### Detalles del ejercicio
Contesta, según el texto sobre la gratuidad del transporte público:
1. ¿Cuántos pasajeros registró la EMT de Palma en 2019?
2. ¿Qué escritor premiado con el Nobel de Literatura del 2000 se cita?
3. ¿Qué decidió el Gobierno de Pedro Sánchez a punto de finalizar el año?

### Pasaje citado
En el caso de Palma, en 2019, la Empresa Municipal de Transportes (EMT) registró 43 millones de pasajeros. La previsión de cierre de 2024 asciende hasta los 60 millones, un incremento que tensa las costuras del servicio por la incapacidad de absorber la demanda generada por la gratuidad. El beneficio que supone viajar gratis total se paga con las incomodidades derivadas de la saturación, más notable en el ferrocarril y en determinadas líneas urbanas. De ahí que haya sido necesario llevar a rastras al alcalde de Palma a la prórroga de la gratuidad en los autobuses, después de haber anunciado el fin de la medida, que contaba con el apoyo de los sindicatos de la EMT porque faltan autobuses y ven inviable sostener el aumento del pasaje. Según los datos municipales, el déficit generado es de unos 15 millones ante la insuficiencia de la aportación estatal, extremo que también comparte el Govern que cuenta con 43 millones del Estado para repartir entre todo el transporte público de Balears. Sea estatal, autonómica o local, la procedencia de los fondos, al final del bolsillo de todos los ciudadanos, usuarios o no del transporte público, no altera el interrogante inicial. No hay razón para regalar el billete de bus o de tren a quienes pueden pagárselo. Y queda fuera de toda duda que la medida debe mantenerse para las personas que realmente lo necesiten.

La gratuidad es directamente proporcional al éxito de público, pero también es el primer paso para la pérdida de valor de lo que se ofrece sin coste alguno. El ejemplo más sangrante sería el de la información que tiende a carecer de valor por definición si el consumidor no es consciente de su elevado precio. O la música: la exigencia de difundir o compartir contenidos musicales sin límite ni coste alguno llegaría a suponer la extinción de la creación artística. El Nobel de Literatura del 2000, Gao Xingjian (Ganzhou, 1940), lo ha expresado con suma lucidez: nada es gratuito, excepto las mentiras y las tonterías.

Inmerso en la ola populista, el Gobierno de Pedro Sánchez decidía mantener las condiciones del transporte público a punto de finalizar el año. Ningún dirigente, ninguna administración, ha tenido la valentía de recuperar una cierta normalidad. Ha pesado más el temor al conjuro infantil al que se recurría cuando alguien reclamaba algo que previamente había regalado: Santa Rita, Rita, Rita, lo que se da no se quita.

Datos extraídos de una colección:

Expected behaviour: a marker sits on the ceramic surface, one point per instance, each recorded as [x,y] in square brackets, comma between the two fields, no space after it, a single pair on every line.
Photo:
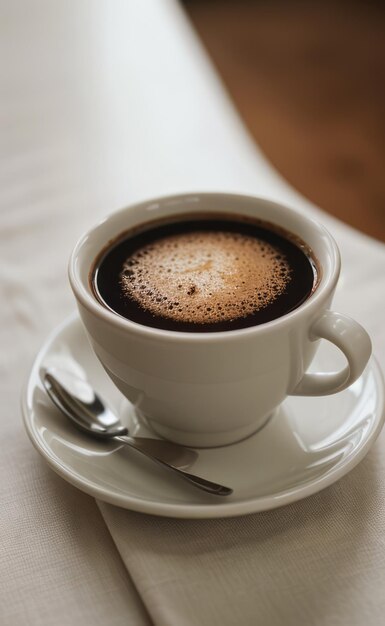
[307,445]
[209,389]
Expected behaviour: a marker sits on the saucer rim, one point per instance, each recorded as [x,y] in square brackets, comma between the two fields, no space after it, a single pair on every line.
[216,509]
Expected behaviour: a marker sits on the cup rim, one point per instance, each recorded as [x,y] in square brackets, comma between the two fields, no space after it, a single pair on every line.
[87,300]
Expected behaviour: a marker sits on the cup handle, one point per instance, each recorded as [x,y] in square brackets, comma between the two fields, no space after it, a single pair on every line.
[352,340]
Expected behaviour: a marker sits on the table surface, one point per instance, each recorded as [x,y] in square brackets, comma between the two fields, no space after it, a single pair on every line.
[103,104]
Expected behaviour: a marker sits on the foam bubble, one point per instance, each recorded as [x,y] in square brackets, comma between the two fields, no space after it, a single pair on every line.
[205,277]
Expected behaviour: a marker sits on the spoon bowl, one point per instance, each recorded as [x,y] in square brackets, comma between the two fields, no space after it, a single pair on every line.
[87,411]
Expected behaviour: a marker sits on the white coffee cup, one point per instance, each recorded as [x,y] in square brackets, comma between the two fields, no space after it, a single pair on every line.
[210,389]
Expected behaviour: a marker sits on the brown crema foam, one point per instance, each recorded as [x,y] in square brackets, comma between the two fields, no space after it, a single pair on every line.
[205,277]
[204,273]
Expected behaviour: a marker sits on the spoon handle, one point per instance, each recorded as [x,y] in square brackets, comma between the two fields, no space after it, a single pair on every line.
[197,481]
[166,451]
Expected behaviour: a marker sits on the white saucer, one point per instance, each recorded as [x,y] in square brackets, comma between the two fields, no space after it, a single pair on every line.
[308,444]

### Resultado
1. La EMT de Palma registró 43 millones de pasajeros en 2019.
2. Se cita a Gao Xingjian.
3. Decidió mantener las condiciones del transporte público.